> **Brano da leggere**
ASSOCIAZIONE PER LA SCUOLA PUBBLICA DEL CANTONE E DEI COMUNI IN TICINO


Una misura tampone



La lettera aperta del sig. C. Kneschaurek (laRegioneTicino del 19.11.2003, pag. 38) è emblematica di un diffuso modo di concepire la professione e la professionalità del docente. Rispondendo al sig. C. Kneschaurek si può nel contempo offrire qualche spunto di riflessione ai signori G. Bignasca, C. Bordogna, J.Ducry, F. Pontiggia, entusiasticamente allineati sulle posizioni del nostro ( di tutti, non dimentichiamolo) Consiglio di Stato.
In tema di vacanze estive dei docenti, al pragmatismo del sig. Kneschaurek posso opporre, a titolo personale, il mio ingenuo pragmatismo: se il sig. Kneschaurek è d’accordo, gli segnalerò quando ho scelto di fare le mie due settimane di vacanza ( solitamente d’agosto); in questo modo egli potrà contattarmi quando vorrà e tutte le volte che vorrà, farmi visita nel mio studio, d’estate e d’inverno, e sarò ben lieto di spiegargli il contenuto e il senso del mio lavoro intellettuale non solo estivo, ma anche sabatino e domenicale su tutto l’arco dell’anno ( compresi eventuali congedi, anche non pagati).
Mi conceda solo qualche breve assenza per poter usufruire di alcune biblioteche fuori Cantone e fuori della Svizzera, naturalmente a mie spese. Prometto anche di presentare, a tempo debito, il risultato concreto del mio lavoro di autoaggiornamento. La mia offerta è libera e spontanea, ed il sig. Kneschaurek non ignora di certo che lo stipendio dei docenti è maturato e calcolato su nove mesi l’anno, seppur suddiviso in tredici frazioni. Resto in attesa di conoscere le sue intenzioni: sarò ben lieto dell’interessamento suo o di qualcuno dei summenzionati signori.
Appartengo peraltro a quel folto gruppo di docenti che non intenderebbero passare da 23 a 24 ore di insegnamento. Ciò è ben diverso dal non voler lavorare 'un minuto in più di quanto devo', per usare le parole del sig. Kneschaurek. Siamo pragmatici: se allungassimo la mattinata di insegnamento, per ipotesi, di 20 minuti al giorno, al termine della settimana otterremmo un aumento del tempo di insegnamento di 100 minuti, il doppio di quanto il Consiglio di Stato chiede ora ai docenti.
Pensa il sig. Kneschaurek che io sarei contrario? Neanche per sogno! Dov’è allora il problema? Il problema è il seguente: in mancanza di un qualunque serio dibattito politico, e fino a prova contraria, a nessun politico o amministratore interessa far lavorare di più i docenti per migliorare e per accrescere l’offerta curricolare della scuola. Se così fosse ci verrebbe chiesto un maggior impegno per reintrodurre, ad esempio, tutte quelle offerte che negli ultimi dieci anni la scuola pubblica ha progressivamente abolito: recuperi, corsi facoltativi e complementari, opzioni. Allora sarebbe più difficile, da parte dei docenti, dire di no.

> **Serie di esercizi**
a - Nella lettera sui docenti ticinesi, su quanti mesi l'anno è maturato e calcolato lo stipendio dei docenti?
b - Stampa dalla lettera sui docenti ticinesi il passo che va da "Appartengo peraltro a" fino a "ora ai docenti." incluso.

> **Elenco estratto**
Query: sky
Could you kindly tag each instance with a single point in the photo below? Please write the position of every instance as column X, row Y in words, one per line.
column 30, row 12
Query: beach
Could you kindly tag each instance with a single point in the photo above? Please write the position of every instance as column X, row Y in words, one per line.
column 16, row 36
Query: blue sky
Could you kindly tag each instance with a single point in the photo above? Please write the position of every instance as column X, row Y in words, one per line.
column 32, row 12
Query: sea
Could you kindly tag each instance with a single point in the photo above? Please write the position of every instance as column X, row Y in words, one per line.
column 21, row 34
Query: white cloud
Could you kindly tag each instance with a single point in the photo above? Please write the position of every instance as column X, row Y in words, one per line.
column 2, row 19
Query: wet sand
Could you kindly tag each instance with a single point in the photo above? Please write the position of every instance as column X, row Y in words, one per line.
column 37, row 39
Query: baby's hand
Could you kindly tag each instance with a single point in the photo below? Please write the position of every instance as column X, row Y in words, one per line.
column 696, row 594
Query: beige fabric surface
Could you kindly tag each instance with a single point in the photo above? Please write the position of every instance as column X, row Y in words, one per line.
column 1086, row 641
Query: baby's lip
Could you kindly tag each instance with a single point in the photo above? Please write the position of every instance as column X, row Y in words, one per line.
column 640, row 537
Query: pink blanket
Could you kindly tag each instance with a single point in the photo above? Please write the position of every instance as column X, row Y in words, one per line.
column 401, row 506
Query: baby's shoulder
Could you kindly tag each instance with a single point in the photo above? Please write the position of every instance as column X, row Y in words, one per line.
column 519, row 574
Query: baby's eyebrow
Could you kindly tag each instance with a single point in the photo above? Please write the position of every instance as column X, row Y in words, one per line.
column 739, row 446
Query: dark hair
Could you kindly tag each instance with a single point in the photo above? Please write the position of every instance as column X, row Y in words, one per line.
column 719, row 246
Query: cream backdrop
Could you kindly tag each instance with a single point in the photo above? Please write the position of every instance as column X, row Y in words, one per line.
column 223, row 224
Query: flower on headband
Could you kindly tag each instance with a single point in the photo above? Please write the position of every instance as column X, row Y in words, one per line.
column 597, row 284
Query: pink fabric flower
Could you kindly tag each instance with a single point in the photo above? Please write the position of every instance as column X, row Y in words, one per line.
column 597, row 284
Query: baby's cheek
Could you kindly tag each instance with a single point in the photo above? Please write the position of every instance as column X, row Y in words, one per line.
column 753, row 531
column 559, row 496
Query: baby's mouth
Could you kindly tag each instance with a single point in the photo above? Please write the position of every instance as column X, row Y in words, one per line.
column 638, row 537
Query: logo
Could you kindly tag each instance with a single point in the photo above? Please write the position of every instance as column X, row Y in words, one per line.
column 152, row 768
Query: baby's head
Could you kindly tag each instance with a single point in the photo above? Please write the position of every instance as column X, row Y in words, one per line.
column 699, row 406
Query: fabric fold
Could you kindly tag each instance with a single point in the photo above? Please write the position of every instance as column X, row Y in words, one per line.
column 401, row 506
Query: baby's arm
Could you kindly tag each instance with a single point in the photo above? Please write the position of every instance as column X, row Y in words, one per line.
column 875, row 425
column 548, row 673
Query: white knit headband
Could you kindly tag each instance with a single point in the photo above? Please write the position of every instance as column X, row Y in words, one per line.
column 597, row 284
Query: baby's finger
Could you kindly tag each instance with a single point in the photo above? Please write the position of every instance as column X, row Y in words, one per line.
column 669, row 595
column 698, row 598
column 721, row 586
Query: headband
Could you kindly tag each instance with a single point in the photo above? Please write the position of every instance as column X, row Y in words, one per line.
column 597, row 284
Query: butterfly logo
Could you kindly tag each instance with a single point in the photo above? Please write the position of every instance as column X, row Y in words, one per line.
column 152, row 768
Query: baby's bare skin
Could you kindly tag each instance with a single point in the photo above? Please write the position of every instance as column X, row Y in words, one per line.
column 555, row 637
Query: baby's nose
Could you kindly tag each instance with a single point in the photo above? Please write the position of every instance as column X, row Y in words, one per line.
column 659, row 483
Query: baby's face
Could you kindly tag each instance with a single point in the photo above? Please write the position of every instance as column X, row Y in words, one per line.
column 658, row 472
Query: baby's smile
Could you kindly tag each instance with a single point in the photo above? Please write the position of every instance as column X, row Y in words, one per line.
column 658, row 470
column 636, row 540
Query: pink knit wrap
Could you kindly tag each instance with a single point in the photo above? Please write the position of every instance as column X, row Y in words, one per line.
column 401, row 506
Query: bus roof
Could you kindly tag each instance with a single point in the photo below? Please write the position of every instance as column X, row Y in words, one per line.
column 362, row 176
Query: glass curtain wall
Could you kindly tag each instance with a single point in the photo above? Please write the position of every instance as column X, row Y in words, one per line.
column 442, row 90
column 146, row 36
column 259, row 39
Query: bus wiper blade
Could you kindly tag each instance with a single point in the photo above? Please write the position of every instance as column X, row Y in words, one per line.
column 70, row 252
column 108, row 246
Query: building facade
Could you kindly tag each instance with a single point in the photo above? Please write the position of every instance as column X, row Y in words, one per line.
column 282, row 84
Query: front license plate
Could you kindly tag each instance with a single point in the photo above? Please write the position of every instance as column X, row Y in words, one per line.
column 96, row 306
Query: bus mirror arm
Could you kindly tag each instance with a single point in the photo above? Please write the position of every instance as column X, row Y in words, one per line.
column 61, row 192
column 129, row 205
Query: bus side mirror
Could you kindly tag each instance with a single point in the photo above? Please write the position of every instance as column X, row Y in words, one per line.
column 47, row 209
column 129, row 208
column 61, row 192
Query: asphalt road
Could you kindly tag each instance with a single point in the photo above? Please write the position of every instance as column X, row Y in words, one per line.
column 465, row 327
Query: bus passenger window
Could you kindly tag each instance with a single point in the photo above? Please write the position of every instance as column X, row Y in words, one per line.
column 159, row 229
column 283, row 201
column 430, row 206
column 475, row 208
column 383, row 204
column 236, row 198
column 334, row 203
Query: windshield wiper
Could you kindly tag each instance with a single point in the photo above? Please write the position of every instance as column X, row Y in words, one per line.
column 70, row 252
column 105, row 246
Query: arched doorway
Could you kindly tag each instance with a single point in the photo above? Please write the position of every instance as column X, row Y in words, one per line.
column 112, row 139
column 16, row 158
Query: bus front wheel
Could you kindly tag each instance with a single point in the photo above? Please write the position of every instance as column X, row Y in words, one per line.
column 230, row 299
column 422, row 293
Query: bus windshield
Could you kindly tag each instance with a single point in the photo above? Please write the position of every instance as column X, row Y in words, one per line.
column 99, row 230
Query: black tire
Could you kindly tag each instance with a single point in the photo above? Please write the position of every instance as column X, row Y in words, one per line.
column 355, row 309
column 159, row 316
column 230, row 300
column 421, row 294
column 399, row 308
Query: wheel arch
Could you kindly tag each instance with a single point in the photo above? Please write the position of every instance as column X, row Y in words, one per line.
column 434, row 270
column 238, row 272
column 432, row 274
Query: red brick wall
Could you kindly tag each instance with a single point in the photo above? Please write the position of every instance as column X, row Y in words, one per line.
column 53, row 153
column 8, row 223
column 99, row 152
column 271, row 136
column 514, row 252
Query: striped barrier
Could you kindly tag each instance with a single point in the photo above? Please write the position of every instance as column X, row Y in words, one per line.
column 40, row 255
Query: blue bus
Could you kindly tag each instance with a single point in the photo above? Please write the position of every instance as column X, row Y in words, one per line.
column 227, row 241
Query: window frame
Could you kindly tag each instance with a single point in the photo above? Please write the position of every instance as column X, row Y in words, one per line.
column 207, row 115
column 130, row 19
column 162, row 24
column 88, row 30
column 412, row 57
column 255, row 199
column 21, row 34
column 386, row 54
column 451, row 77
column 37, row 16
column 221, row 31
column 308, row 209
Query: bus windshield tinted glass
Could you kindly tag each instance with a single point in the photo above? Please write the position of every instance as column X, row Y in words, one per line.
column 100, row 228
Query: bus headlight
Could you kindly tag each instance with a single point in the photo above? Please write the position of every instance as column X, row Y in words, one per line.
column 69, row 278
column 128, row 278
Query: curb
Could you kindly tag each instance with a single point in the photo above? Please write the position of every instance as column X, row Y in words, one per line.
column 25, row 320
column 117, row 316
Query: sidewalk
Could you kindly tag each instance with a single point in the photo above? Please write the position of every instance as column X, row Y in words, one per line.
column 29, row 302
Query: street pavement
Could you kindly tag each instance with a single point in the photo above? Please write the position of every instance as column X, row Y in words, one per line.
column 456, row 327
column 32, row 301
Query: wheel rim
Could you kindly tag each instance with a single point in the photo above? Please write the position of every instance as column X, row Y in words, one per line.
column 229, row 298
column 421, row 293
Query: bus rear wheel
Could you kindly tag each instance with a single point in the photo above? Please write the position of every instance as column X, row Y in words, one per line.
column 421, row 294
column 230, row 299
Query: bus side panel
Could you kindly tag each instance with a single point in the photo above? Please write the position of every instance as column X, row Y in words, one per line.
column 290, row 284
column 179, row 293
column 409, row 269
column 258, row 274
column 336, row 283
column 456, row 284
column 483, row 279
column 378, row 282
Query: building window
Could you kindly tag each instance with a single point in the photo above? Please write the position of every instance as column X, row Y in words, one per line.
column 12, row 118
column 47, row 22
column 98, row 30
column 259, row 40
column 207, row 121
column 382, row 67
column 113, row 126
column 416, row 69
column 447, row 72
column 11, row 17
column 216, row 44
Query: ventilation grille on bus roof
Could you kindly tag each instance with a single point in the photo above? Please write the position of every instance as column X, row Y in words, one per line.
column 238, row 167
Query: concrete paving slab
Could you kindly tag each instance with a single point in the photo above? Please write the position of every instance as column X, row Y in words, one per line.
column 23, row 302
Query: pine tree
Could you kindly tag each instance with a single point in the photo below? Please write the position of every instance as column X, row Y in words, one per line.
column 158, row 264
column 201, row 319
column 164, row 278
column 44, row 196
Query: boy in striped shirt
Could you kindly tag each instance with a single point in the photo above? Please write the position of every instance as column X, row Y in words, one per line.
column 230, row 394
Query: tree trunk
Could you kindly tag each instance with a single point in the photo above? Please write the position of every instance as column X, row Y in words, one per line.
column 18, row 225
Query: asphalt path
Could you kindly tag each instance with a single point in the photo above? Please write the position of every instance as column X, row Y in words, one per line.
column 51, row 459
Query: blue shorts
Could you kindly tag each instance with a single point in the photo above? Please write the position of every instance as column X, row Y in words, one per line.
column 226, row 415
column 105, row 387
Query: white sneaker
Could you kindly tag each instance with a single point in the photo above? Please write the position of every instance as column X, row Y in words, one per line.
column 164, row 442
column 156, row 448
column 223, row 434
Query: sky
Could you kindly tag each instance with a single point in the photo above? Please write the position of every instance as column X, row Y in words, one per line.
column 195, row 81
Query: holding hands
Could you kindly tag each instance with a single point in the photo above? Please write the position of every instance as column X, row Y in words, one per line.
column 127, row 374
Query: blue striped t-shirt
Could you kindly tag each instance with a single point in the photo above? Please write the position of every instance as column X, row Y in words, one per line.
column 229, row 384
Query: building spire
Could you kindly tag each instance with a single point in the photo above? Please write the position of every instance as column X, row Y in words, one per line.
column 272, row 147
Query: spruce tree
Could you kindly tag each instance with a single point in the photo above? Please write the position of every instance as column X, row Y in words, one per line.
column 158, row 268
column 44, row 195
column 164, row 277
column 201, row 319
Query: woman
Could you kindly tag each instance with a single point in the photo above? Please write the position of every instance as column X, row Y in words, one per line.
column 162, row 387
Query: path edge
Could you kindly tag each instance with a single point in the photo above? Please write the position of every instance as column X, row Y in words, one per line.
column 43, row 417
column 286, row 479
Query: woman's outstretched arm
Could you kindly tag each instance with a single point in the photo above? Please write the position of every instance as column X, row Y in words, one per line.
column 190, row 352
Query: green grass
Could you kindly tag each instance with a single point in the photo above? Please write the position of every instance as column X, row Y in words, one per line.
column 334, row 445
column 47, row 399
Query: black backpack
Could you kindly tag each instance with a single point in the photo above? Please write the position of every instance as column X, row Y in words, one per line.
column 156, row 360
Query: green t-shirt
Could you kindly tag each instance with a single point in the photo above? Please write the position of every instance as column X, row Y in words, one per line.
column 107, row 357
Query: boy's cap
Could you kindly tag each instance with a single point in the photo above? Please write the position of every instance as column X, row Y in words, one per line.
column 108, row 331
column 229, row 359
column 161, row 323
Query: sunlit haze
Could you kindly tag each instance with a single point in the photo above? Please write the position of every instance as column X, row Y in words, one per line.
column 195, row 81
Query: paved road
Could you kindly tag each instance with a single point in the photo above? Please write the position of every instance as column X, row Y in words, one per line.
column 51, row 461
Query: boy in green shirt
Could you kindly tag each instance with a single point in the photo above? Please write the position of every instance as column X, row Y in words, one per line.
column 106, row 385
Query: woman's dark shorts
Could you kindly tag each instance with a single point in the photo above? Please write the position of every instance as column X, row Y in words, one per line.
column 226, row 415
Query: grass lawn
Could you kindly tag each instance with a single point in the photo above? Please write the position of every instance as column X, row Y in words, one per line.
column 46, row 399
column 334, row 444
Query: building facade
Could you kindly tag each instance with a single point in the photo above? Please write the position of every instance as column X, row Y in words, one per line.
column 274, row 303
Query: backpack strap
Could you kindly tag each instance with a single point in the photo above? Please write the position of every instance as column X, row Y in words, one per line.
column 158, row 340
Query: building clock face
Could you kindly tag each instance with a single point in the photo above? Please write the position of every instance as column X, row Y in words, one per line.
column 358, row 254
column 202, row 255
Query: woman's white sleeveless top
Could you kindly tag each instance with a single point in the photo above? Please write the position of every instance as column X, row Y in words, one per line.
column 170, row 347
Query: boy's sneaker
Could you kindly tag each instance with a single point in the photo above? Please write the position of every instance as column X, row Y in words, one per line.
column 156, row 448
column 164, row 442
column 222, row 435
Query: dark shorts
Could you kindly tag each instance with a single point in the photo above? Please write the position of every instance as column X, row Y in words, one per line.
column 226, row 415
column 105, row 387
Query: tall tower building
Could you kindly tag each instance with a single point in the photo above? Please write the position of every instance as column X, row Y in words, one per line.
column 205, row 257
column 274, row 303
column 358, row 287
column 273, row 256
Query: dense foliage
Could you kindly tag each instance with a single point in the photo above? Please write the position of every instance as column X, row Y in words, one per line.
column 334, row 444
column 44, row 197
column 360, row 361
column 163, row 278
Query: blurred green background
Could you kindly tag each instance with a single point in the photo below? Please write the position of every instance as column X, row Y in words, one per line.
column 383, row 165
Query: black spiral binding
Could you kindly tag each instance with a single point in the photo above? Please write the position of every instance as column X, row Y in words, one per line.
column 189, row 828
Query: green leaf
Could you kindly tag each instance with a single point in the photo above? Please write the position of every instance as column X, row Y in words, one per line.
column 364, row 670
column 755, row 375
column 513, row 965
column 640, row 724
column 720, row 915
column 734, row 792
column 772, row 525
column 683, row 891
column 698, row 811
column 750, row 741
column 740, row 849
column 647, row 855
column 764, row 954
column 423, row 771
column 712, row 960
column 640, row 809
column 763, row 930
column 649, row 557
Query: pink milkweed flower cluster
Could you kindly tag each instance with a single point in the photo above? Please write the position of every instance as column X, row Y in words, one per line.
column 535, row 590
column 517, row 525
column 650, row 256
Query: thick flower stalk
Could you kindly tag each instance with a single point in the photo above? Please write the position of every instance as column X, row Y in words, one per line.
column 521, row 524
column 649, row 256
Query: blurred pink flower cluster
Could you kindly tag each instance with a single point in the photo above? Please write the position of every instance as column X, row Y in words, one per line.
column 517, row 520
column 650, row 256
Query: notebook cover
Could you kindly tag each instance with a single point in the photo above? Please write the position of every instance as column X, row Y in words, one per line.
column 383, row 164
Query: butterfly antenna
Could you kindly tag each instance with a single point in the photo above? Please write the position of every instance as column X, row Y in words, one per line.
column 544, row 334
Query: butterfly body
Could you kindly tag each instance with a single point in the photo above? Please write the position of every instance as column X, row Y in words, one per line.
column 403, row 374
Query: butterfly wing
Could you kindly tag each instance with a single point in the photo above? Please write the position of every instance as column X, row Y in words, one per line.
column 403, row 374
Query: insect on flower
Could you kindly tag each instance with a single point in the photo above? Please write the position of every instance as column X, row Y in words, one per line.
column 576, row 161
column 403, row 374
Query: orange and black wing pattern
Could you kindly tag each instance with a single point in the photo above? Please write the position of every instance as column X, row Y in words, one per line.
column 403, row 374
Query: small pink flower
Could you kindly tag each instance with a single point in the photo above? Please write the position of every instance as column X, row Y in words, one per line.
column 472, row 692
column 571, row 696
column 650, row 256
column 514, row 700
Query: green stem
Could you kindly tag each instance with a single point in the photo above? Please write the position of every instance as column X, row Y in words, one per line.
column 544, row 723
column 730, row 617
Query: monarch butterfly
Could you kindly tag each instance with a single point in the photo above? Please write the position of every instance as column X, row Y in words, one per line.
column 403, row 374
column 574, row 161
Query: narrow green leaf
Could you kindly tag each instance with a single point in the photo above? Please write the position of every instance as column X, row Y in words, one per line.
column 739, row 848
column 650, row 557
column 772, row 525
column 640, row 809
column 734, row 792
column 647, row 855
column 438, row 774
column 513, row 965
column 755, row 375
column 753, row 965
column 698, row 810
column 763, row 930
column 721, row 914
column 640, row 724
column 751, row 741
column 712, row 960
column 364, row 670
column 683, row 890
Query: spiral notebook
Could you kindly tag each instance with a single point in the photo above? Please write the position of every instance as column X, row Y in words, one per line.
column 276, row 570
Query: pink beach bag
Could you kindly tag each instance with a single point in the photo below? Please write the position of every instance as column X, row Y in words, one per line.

> **Soluzioni degli esercizi**
a - Su nove mesi l'anno.

b -
Appartengo peraltro a quel folto gruppo di docenti che non intenderebbero passare da 23 a 24 ore di insegnamento. Ciò è ben diverso dal non voler lavorare 'un minuto in più di quanto devo', per usare le parole del sig. Kneschaurek. Siamo pragmatici: se allungassimo la mattinata di insegnamento, per ipotesi, di 20 minuti al giorno, al termine della settimana otterremmo un aumento del tempo di insegnamento di 100 minuti, il doppio di quanto il Consiglio di Stato chiede ora ai docenti.